=== RECORDS FOR PROCESSING ===
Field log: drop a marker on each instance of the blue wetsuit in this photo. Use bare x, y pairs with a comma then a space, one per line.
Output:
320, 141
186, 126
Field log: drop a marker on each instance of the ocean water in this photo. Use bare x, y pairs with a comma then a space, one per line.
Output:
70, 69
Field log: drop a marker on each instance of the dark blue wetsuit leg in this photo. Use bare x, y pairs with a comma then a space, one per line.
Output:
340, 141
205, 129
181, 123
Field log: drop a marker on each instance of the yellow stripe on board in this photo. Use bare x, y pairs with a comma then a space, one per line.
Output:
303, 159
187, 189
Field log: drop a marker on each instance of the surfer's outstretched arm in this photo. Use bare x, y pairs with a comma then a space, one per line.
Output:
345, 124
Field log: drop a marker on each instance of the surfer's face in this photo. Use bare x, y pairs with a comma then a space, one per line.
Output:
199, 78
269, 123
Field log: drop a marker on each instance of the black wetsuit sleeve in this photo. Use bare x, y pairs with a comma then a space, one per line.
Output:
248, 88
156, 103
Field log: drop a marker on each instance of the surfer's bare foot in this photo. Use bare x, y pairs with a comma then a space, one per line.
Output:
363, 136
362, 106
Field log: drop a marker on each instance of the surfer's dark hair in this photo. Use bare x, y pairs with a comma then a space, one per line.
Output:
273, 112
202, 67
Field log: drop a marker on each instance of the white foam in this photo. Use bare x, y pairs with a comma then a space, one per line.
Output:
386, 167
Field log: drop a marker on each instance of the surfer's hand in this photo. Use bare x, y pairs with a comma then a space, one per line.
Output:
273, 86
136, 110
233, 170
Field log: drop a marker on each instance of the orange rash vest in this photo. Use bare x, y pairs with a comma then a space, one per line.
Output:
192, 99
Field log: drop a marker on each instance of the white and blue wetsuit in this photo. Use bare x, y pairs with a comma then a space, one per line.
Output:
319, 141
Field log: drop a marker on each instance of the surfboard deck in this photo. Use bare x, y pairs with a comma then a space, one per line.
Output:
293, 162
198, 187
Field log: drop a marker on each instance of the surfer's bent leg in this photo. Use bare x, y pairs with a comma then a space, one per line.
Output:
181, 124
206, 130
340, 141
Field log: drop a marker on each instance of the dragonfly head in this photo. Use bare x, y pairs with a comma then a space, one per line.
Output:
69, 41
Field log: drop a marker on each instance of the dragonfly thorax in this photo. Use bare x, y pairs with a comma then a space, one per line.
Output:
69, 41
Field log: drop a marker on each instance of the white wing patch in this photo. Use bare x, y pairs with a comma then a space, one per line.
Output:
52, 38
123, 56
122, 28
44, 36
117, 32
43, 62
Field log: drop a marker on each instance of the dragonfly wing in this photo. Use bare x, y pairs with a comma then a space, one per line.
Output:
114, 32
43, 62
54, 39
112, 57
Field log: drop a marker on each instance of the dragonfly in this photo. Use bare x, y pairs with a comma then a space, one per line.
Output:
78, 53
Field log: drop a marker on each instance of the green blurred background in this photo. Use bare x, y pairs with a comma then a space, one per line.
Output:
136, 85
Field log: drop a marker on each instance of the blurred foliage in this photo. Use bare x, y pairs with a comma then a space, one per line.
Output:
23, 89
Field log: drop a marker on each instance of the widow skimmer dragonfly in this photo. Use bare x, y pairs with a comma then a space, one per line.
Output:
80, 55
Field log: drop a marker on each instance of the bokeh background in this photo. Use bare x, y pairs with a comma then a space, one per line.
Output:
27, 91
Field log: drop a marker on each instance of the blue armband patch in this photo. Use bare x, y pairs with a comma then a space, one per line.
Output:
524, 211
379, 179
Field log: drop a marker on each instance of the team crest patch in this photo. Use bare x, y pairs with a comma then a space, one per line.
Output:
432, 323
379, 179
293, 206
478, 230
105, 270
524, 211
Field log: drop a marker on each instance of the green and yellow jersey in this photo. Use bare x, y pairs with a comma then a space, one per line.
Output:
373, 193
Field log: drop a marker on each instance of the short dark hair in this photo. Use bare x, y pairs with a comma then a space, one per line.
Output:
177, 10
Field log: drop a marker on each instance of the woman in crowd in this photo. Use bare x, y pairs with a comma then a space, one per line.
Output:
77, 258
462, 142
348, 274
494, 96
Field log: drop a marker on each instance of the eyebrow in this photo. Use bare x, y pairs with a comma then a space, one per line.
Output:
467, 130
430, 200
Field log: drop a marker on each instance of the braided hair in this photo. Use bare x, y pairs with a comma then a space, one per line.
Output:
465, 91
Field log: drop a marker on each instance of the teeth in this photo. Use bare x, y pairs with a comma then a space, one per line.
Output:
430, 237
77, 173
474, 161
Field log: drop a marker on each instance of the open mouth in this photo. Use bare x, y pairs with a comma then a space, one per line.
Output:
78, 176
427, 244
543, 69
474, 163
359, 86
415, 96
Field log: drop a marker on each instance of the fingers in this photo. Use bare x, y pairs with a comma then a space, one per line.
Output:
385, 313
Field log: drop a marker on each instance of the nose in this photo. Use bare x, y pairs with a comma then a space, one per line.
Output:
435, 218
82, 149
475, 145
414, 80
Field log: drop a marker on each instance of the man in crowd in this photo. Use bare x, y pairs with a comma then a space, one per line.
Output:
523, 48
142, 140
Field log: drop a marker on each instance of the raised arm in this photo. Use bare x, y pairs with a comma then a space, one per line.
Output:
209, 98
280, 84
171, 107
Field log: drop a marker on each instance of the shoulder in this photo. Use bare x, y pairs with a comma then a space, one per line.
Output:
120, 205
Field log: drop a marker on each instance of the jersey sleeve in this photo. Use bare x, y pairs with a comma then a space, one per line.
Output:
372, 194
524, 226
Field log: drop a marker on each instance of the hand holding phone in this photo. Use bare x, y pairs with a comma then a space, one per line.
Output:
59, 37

=== REQUEST ===
Go through the records above and retype each one exactly.

=== ANSWER TO THE TASK ===
Field log: drop a marker on each instance of the blue wetsuit in this photo. Use bare x, y pairs with a comma then a space, one per line.
Output:
320, 141
186, 126
Field log: drop a marker on each instance of the ocean water in this photo. Use bare x, y pairs with a comma then a space, one per line.
Output:
70, 69
Field log: drop a marker on each instance of the dark blue wetsuit leg in this photo. Use bare x, y pairs with a comma then a space, one per line.
Output:
340, 141
205, 129
181, 123
Field log: drop a marker on each instance of the yellow stripe on board in this photo. Use bare x, y pairs with a comma then a space, one per line.
Output:
303, 159
187, 189
Field log: drop a marker on each instance of the surfer's outstretched arm in this photo. Use bare x, y pairs with a comma then a space, one per line.
Output:
345, 124
Field log: drop a marker on each instance of the surfer's face in this photo. Use bare x, y pairs with a comma then a space, one per line.
Output:
199, 78
269, 123
Field log: drop a marker on each instance of the black wetsuit sleeve in this photo. Use bare x, y pairs with a comma then a space, one per line.
Output:
248, 88
156, 103
Field log: drop a marker on each instance of the surfer's bare foot in this photo. Use bare x, y pairs with a comma then a space, one per line.
Output:
363, 136
362, 106
Field log: drop a marker on each instance of the surfer's dark hair in this photo. Use bare x, y pairs with a comma then a space, one per line.
Output:
273, 112
202, 67
Field log: drop a marker on each instance of the white foam in this photo. Use bare x, y pairs with a comma then a space, one per line.
Output:
386, 167
Field log: drop a marker on each instance of the surfer's hand in this photo. Use bare x, y pairs with a comma then a space, one per line.
Output:
273, 86
136, 110
233, 170
Field log: drop a marker on each instance of the orange rash vest in this photo. Use bare x, y pairs with a comma then a space, one per line.
Output:
192, 99
Field log: drop a marker on each instance of the white and blue wetsuit in this photo. Use bare x, y pairs with a comma then a space, one per line.
Output:
319, 141
Field log: drop a marker on each instance of the surfboard deck in this photo. Use bare x, y pairs with a comma then a space, one per line.
Output:
293, 162
198, 187
Field log: drop a marker on each instance of the surfer's bent leg in this photo. Use bare x, y pairs with a comma then a space, one per line.
Output:
181, 124
206, 130
340, 141
Field log: drop a marker on each instance of the dragonfly head in this photo. Use bare x, y pairs with a comma then a space, one per line.
Output:
69, 41
Field log: drop a marker on each instance of the dragonfly thorax in this photo. Use bare x, y pairs with a comma then a space, one per line.
Output:
69, 41
Field log: drop a marker on each instance of the white wing patch in this photo. Use bare x, y pairs with a comma then a space, one per line.
Output:
52, 38
123, 56
122, 28
44, 36
117, 32
43, 62
Field log: drop a marker on each instance of the dragonfly wing in this photo. Use bare x, y pairs with a comma then a space, one per line.
Output:
114, 32
43, 62
54, 39
112, 57
Field log: drop a marker on each instance of the dragonfly in this photo. Use bare x, y pairs with a comma then a space, one per line.
Output:
78, 53
Field log: drop a marker on each instance of the green blurred background in this photo. Use bare x, y pairs with a comma then a space, one per line.
Output:
136, 85
Field log: drop a marker on each instance of the blurred foliage in this photo. Use bare x, y pairs with a comma then a space, one per line.
Output:
23, 89
Field log: drop a marker on each instance of the widow skimmer dragonfly in this photo. Use bare x, y pairs with a comma then a space, one per line.
Output:
80, 55
Field log: drop a marker on each instance of the bokeh background in this photo. Use bare x, y pairs with a comma then a space, one per line.
Output:
27, 91
Field log: drop a marker on each instance of the blue armband patch in this photo. Use bare x, y pairs with a comma then a space, one per line.
Output:
524, 211
379, 179
Field log: drop a marker on each instance of the team crest patch in this photo. Use bare x, y pairs with a comma then a space, one per line.
Output:
432, 323
379, 179
293, 206
478, 230
105, 270
524, 211
Field log: drop a marker on each instance of the green and yellow jersey in this photo. Use bare x, y pairs with a comma then a space, one per line.
Output:
373, 193
Field log: drop a marker on each instance of the short dark hair in this photo. Use bare x, y pairs with a comma then a space, one per line.
Output:
177, 10
Field log: drop a marker on each instance of the woman in crowd in this photo. Use bare x, y pairs with a comma then a space, one per line.
Output:
77, 258
462, 142
348, 274
494, 96
Field log: drop a marker on each instance of the eyebrow in this photo. Use bare x, y pairs with a comma then a space, one per line.
Output:
467, 130
430, 200
Field log: drop a marker on each instance of the braided hair in this photo. Use bare x, y pairs with a comma then a space, one per line.
Output:
465, 91
Field log: drop a marker on each instance of the teeth in this photo. Use bare x, y pairs with a comma then a space, one per line.
Output:
430, 237
77, 173
474, 161
Field log: drop a marker on each instance of the open mouth in this photo. Use bare x, y pairs with a comma then a space, one per line.
Output:
78, 176
427, 244
543, 69
474, 163
359, 86
415, 96
Field log: drop a marker on each instance of the fingers in this photo. Use bare x, y pairs with a comma then a space, one per line.
Output:
385, 313
Field log: drop a marker on each instance of the nose in this photo. Use bare x, y pairs with a comma then a space, one per line.
Output:
435, 218
82, 149
475, 145
414, 80
Field log: drop a marker on each instance of the man in crowd in this photo. Use bare x, y pairs with a comma then a space, one per line.
Output:
523, 48
142, 140
Field log: drop a marker on each instance of the raised arm in this photo. Use bare x, y pairs with a comma then a space, one per line.
Output:
209, 98
280, 84
171, 107
Field log: drop a marker on each instance of the shoulder in this photo. Use bare x, y pairs with a comma then a space, one per line.
Output:
120, 205
Field log: drop a marker on each instance of the jersey sleeve in this photo. Use bare x, y pairs with a comma then a space, one per line.
Output:
372, 194
524, 226
Field log: drop a marker on each instance of the hand holding phone in this photo. Use bare x, y pairs with a comma then a space, one per line.
Output:
59, 37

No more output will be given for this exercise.